::: Text block

Classification Methods (1)

  • Manual classification

    • Used by the original Yahoo! Directory

    • Looksmart, about.com, ODP, PubMed

    • Very accurate when job is done by experts

    • Consistent when the problem size and team is small

    • Difficult and expensive to scale

      • Means we need automatic classification methods for big problems

Classification Methods (2)

  • Hand-coded rule-based classifiers

    • One technique used by CS dept’s spam filter, Reuters, CIA, etc.

    • It’s what Google Alerts is doing

      • Widely deployed in government and enterprise

    • Companies provide “IDE” for writing such rules

    • E.g., assign category if document contains a given boolean combination of words

    • Commercial systems have complex query languages (everything in IR query languages +score accumulators)

    • Accuracy is often very high if a rule has been carefully refined over time by a subject expert

    • Building and maintaining these rules is expensive

A Verity topic A complex classification rule

  • Note:

    • maintenance issues (author, etc.)

::::::

▸ **Set of tasks**:
• A. In the classification methods slides, what directory is named as originally using manual classification?
• B. Pick up the classification methods slides after their final line and keep going in the same bulleted style.

::: Source data

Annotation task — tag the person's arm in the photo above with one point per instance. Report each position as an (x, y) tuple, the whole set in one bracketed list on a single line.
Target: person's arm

::::::

▸ **Written responses**:
• A. The original Yahoo! Directory.

• B.
    • Hand-weighting of terms

    • [Verity was bought by Autonomy.]

Classification Methods (3)

  • Supervised learning of a document-label assignment function

    • Many systems partly or wholly rely on machine learning (Autonomy, Microsoft, Enkata, Yahoo!, …)

      • k-Nearest Neighbors (simple, powerful)

      • Naive Bayes (simple, common method)

      • Support-vector machines (new, generally more powerful)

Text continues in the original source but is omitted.